Bereitgestellter Text

━━━

Die Sängerin der Leonore war ein Gast, welcher erstmals in Freiberg sang: Sonja Maria Westermann. Im 1. Akt wirkten Stimme und Darstellung der äußeren Leonore (sicher beabsichtigt) sehr beherrscht und zurückhaltend, bald schon technisch kalt. Die aufgewühlte, innere Leonore wurde ja von der Sprecherin verkörpert. Umso größer war dann die Steigerung der Figur im 2. Akt hin zu Emotionen und Jubel. Frank Unger sang den Florestan mit Kraft und Wucht. Dieser Gefangene war trotz langer Haft ungebrochen, stolz und mit sich selbst im Reinen. Man sah hier innere Stärke, welche aus Pflichterfüllung und dem Bewusstsein rechten Tuns erwächst.

Fernando, ein Freund Florestans, wurde von Sergio Raonic Lukovic verkörpert, so solide und unerschütterlich wie von ihm gewohnt. Der Chor (Leitung Peter Kubisch) steigerte sich innerhalb des berühmten Gefangenenchores deutlich. Bei „Wir sind belauscht mit Ohr und Blick“ lag Spannung in der Luft. Als 1. und 2. Gefangenen hörte man hier Sang Tea Lee und Frieder Post. Das gewöhnlich eher zurückhaltende Freiberger Publikum dankte zum Ende beider Akte mit langem Applaus.

Fazit: Eine ungewöhnliche Aufführung, deren Besuch empfohlen wird. Sie finden ein geglücktes Experiment, welches einen anregenden Abend über das Thema Freiheit bietet.

━━━

Zu erledigende Aufgaben
1. Beantworten Sie anhand der Aufführungskritik die folgenden Fragen.
(a) Wer sang den Florestan?
(b) Von wem wurde Fernando verkörpert?
(c) Wer hatte die Leitung des Chores?
2. Geben Sie den Abschnitt der Aufführungskritik zwischen „Die Sängerin der“ und „rechten Tuns erwächst.“, beide Stellen eingeschlossen, wortgetreu wieder.
Stützen Sie sich ausschließlich auf den Text oben.

━━━

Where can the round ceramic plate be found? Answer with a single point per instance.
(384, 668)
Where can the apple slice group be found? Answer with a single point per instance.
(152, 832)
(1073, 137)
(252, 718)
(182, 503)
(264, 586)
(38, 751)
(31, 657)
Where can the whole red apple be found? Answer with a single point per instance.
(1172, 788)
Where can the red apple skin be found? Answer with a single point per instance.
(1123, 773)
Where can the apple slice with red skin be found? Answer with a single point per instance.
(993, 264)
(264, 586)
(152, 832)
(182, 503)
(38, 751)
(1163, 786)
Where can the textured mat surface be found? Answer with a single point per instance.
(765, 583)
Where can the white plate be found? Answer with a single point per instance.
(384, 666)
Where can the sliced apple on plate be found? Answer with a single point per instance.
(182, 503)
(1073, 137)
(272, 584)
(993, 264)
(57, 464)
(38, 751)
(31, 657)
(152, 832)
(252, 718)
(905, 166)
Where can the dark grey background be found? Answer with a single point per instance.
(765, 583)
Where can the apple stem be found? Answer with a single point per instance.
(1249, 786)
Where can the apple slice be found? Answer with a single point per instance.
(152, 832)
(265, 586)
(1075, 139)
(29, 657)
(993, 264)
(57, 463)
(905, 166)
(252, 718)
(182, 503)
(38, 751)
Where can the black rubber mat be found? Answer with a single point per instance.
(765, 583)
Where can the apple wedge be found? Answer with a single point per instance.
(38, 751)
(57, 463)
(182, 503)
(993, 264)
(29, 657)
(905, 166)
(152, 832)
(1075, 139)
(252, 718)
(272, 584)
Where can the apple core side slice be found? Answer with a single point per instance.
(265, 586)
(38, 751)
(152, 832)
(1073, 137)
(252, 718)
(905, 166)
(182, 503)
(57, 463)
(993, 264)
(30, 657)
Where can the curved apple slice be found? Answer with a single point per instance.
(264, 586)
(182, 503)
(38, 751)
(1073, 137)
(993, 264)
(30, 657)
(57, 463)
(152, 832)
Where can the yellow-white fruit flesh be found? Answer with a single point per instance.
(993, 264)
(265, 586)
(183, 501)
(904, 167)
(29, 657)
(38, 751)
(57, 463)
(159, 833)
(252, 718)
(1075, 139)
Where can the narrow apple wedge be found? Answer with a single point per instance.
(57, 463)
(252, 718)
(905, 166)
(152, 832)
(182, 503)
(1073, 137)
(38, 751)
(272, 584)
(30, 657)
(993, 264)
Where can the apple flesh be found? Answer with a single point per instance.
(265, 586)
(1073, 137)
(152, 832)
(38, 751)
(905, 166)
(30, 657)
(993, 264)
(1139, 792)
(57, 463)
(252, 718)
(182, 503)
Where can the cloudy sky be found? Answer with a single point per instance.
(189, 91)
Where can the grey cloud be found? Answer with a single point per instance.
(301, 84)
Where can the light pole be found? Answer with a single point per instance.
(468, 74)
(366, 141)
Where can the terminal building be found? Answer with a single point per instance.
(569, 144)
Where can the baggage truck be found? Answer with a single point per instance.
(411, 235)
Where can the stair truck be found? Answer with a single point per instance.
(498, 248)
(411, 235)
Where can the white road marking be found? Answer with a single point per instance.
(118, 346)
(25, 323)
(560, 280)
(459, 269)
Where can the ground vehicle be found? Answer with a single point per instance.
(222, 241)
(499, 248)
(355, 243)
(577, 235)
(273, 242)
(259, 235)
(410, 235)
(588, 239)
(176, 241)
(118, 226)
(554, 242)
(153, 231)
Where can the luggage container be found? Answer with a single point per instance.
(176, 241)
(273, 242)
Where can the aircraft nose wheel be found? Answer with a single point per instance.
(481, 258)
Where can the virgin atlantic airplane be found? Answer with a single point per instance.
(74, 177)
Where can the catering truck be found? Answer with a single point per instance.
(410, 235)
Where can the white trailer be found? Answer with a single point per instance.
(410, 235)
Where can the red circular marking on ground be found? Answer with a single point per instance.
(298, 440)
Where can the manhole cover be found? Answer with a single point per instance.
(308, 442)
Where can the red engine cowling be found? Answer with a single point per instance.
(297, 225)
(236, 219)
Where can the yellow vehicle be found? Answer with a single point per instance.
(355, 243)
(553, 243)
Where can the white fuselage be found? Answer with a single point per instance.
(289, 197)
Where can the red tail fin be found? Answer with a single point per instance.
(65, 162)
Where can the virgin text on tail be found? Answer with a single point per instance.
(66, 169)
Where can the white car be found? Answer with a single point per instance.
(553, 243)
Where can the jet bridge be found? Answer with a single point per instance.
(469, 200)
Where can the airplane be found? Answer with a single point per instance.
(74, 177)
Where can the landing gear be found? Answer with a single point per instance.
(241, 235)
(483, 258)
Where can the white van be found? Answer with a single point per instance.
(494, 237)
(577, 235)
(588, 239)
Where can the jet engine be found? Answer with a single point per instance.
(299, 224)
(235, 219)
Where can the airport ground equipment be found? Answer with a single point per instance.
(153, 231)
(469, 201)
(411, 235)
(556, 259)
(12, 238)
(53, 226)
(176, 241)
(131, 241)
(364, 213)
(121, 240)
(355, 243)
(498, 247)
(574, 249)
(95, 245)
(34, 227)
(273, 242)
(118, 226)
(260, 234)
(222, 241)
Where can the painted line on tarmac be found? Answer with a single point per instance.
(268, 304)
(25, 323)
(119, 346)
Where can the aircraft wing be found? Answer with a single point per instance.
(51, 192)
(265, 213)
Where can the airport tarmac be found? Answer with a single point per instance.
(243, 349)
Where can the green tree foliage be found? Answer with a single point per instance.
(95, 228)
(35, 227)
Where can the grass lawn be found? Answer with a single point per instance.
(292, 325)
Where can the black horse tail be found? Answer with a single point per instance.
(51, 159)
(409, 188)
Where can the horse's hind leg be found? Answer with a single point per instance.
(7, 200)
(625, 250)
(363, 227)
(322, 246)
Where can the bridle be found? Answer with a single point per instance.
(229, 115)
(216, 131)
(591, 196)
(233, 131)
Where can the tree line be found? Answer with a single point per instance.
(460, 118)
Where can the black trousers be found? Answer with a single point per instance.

━━━

Lösungen je Aufgabe
1.
(a) Frank Unger
(b) Sergio Raonic Lukovic
(c) Peter Kubisch

2.
Die Sängerin der Leonore war ein Gast, welcher erstmals in Freiberg sang: Sonja Maria Westermann. Im 1. Akt wirkten Stimme und Darstellung der äußeren Leonore (sicher beabsichtigt) sehr beherrscht und zurückhaltend, bald schon technisch kalt. Die aufgewühlte, innere Leonore wurde ja von der Sprecherin verkörpert. Umso größer war dann die Steigerung der Figur im 2. Akt hin zu Emotionen und Jubel. Frank Unger sang den Florestan mit Kraft und Wucht. Dieser Gefangene war trotz langer Haft ungebrochen, stolz und mit sich selbst im Reinen. Man sah hier innere Stärke, welche aus Pflichterfüllung und dem Bewusstsein rechten Tuns erwächst.